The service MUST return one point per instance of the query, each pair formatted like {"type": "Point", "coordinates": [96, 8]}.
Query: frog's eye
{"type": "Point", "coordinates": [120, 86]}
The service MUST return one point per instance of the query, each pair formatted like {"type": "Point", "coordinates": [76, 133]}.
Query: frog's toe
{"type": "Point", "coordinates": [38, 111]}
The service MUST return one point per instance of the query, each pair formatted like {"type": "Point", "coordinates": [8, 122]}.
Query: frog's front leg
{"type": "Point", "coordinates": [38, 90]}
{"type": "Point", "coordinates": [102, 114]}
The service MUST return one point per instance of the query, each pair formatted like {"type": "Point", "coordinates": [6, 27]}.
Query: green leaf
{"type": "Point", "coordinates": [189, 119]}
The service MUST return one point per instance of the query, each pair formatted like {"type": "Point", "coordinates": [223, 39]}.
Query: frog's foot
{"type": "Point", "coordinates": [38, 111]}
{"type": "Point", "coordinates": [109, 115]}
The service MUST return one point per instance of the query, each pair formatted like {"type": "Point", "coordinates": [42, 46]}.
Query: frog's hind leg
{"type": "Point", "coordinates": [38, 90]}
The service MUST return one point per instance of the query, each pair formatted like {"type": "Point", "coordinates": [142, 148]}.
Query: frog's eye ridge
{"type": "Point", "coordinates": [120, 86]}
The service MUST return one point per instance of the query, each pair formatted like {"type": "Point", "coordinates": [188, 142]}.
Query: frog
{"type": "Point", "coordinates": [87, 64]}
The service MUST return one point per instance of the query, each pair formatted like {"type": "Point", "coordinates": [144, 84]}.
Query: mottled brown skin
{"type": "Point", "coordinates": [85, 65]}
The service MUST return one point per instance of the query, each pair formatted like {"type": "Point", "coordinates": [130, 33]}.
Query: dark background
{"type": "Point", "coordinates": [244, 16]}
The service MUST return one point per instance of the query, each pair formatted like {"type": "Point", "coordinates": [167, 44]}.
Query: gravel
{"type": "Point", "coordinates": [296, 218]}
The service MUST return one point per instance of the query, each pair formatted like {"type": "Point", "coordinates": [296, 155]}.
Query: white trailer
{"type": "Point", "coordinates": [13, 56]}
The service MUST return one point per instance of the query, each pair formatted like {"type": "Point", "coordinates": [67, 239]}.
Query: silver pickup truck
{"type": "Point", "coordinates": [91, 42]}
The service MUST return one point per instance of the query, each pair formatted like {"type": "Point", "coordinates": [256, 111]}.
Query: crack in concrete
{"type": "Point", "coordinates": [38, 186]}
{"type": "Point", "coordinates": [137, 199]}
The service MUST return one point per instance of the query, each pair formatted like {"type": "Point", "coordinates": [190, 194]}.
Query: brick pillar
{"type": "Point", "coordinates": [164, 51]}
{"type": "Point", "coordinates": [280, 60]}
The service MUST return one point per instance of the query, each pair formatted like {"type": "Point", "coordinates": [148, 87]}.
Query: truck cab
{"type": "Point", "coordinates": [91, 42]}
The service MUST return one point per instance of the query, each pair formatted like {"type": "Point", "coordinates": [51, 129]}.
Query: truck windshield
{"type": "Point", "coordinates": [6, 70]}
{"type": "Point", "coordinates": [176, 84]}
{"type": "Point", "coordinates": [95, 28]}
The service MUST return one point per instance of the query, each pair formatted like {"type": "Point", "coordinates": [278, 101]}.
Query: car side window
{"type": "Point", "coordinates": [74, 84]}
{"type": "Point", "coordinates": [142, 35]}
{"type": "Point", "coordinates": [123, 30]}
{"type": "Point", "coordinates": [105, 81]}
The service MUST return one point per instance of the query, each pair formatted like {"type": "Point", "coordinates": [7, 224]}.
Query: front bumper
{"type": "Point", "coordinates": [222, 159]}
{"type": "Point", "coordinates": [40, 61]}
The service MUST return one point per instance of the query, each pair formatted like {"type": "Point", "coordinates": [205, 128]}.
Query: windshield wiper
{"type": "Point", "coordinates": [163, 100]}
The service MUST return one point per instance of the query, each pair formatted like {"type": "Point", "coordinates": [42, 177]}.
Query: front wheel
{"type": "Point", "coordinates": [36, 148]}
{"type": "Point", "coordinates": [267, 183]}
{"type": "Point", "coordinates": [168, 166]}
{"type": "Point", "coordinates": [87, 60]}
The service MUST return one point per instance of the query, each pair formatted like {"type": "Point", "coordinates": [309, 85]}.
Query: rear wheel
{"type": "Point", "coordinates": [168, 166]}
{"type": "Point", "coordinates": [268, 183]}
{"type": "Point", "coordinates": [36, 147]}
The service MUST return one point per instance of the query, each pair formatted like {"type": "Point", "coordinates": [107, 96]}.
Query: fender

> WHAT YOU WILL DO
Print the material once more. Change nothing.

> RESPONSE TO THE TASK
The service MUST return one point per instance of the query, each pair formatted like {"type": "Point", "coordinates": [96, 8]}.
Query: frog's eye
{"type": "Point", "coordinates": [120, 86]}
The service MUST return one point per instance of the query, each pair formatted like {"type": "Point", "coordinates": [76, 133]}.
Query: frog's toe
{"type": "Point", "coordinates": [38, 111]}
The service MUST return one point per instance of the query, each pair formatted like {"type": "Point", "coordinates": [8, 122]}.
Query: frog's front leg
{"type": "Point", "coordinates": [38, 90]}
{"type": "Point", "coordinates": [102, 114]}
The service MUST return one point per instance of the query, each pair formatted like {"type": "Point", "coordinates": [6, 27]}.
Query: green leaf
{"type": "Point", "coordinates": [189, 119]}
The service MUST return one point per instance of the query, each pair formatted like {"type": "Point", "coordinates": [223, 39]}.
Query: frog's foot
{"type": "Point", "coordinates": [38, 111]}
{"type": "Point", "coordinates": [109, 115]}
The service MUST return one point per instance of the query, each pair formatted like {"type": "Point", "coordinates": [42, 46]}.
Query: frog's hind leg
{"type": "Point", "coordinates": [38, 90]}
The service MUST return one point per instance of the query, each pair formatted like {"type": "Point", "coordinates": [142, 148]}.
Query: frog's eye ridge
{"type": "Point", "coordinates": [120, 86]}
The service MUST return one point per instance of the query, each pair formatted like {"type": "Point", "coordinates": [188, 142]}.
Query: frog
{"type": "Point", "coordinates": [87, 64]}
The service MUST return one point per instance of the query, each pair formatted like {"type": "Point", "coordinates": [144, 84]}.
Query: mottled brown skin
{"type": "Point", "coordinates": [85, 65]}
The service MUST return one point per instance of the query, each pair formatted like {"type": "Point", "coordinates": [130, 33]}.
Query: dark background
{"type": "Point", "coordinates": [244, 16]}
The service MUST return one point per instance of the query, each pair formatted like {"type": "Point", "coordinates": [167, 44]}.
Query: gravel
{"type": "Point", "coordinates": [296, 218]}
The service MUST return one point per instance of the query, each pair formatted like {"type": "Point", "coordinates": [296, 155]}.
Query: white trailer
{"type": "Point", "coordinates": [13, 56]}
The service MUST return one point per instance of the query, each pair formatted like {"type": "Point", "coordinates": [67, 239]}.
Query: silver pickup truck
{"type": "Point", "coordinates": [91, 42]}
The service MUST return one point per instance of the query, each pair formatted like {"type": "Point", "coordinates": [256, 111]}.
Query: crack in concrete
{"type": "Point", "coordinates": [38, 186]}
{"type": "Point", "coordinates": [137, 199]}
The service MUST return one point per instance of the query, each pair formatted like {"type": "Point", "coordinates": [190, 194]}.
Query: brick pillar
{"type": "Point", "coordinates": [164, 51]}
{"type": "Point", "coordinates": [280, 60]}
The service MUST return one point per instance of the query, each pair formatted like {"type": "Point", "coordinates": [148, 87]}.
Query: truck cab
{"type": "Point", "coordinates": [91, 42]}
The service MUST return one point per instance of the query, each pair formatted like {"type": "Point", "coordinates": [51, 129]}.
Query: truck windshield
{"type": "Point", "coordinates": [6, 70]}
{"type": "Point", "coordinates": [176, 84]}
{"type": "Point", "coordinates": [95, 28]}
The service MUST return one point per instance of the query, each pair formatted like {"type": "Point", "coordinates": [278, 101]}.
Query: car side window
{"type": "Point", "coordinates": [74, 84]}
{"type": "Point", "coordinates": [142, 35]}
{"type": "Point", "coordinates": [123, 30]}
{"type": "Point", "coordinates": [105, 81]}
The service MUST return one point per instance of the query, each pair formatted like {"type": "Point", "coordinates": [7, 224]}.
Query: front bumper
{"type": "Point", "coordinates": [222, 159]}
{"type": "Point", "coordinates": [40, 61]}
The service MUST return one point per instance of the query, each pair formatted like {"type": "Point", "coordinates": [205, 128]}.
Query: windshield wiper
{"type": "Point", "coordinates": [163, 100]}
The service MUST return one point per instance of the query, each pair formatted like {"type": "Point", "coordinates": [42, 177]}.
Query: front wheel
{"type": "Point", "coordinates": [36, 148]}
{"type": "Point", "coordinates": [267, 183]}
{"type": "Point", "coordinates": [168, 166]}
{"type": "Point", "coordinates": [87, 60]}
The service MUST return one point per instance of the query, each pair formatted like {"type": "Point", "coordinates": [309, 85]}.
Query: rear wheel
{"type": "Point", "coordinates": [168, 166]}
{"type": "Point", "coordinates": [268, 183]}
{"type": "Point", "coordinates": [36, 147]}
The service MUST return one point per instance of the query, each pair formatted like {"type": "Point", "coordinates": [107, 96]}.
Query: fender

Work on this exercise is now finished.